以下の記録から、「cart」という語を含む行をすべて返すこと。

▶ [保存済みのデータセット項目]
○ ○ ○ ○ ○

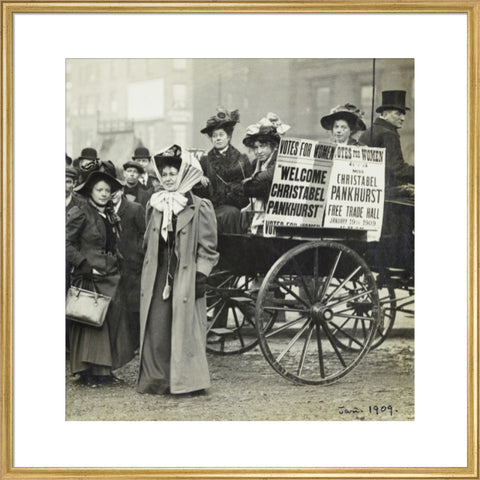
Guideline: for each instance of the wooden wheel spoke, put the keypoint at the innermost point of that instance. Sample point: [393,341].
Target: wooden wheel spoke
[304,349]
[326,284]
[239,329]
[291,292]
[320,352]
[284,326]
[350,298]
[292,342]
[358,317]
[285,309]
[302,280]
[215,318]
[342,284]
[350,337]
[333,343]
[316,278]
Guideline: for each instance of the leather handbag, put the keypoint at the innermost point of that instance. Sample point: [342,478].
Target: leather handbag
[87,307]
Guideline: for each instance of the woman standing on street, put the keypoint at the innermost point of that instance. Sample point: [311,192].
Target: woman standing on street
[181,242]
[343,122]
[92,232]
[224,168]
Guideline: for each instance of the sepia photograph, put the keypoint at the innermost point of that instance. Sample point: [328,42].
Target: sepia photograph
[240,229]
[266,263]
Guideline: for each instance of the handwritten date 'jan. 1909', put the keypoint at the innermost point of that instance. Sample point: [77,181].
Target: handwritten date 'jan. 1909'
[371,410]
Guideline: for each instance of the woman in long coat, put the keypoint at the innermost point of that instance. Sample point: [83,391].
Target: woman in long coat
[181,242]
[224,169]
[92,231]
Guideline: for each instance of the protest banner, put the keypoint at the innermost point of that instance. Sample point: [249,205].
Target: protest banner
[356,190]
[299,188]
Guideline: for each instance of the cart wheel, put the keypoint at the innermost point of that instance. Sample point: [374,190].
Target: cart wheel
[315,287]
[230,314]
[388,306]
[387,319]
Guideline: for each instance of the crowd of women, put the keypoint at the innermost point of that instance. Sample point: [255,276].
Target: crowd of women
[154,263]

○ ○ ○ ○ ○

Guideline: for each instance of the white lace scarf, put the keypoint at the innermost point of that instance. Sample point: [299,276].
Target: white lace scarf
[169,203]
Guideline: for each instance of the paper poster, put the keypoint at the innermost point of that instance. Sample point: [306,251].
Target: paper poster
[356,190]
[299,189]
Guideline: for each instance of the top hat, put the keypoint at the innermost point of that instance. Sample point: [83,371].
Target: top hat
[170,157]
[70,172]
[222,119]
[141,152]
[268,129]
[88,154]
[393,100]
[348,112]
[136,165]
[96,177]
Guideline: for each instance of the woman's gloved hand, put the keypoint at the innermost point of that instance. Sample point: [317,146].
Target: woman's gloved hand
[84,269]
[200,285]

○ ○ ○ ○ ○

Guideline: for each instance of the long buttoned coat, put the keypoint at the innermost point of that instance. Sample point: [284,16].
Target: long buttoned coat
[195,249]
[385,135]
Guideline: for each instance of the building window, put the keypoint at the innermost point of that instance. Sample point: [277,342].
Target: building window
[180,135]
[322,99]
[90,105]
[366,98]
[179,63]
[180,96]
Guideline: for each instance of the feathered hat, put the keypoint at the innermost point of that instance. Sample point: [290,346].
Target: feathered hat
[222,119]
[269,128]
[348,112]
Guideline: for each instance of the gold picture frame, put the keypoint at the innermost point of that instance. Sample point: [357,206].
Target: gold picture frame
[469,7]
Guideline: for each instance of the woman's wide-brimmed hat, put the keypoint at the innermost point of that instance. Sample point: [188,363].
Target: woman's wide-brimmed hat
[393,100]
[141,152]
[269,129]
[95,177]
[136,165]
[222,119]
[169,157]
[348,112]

○ ○ ○ ○ ○

▶ [回答]
Guideline: for each instance of the cart wheel, put the keypoint at the innermost point of that instance. Sample point: [374,190].
Target: cart wheel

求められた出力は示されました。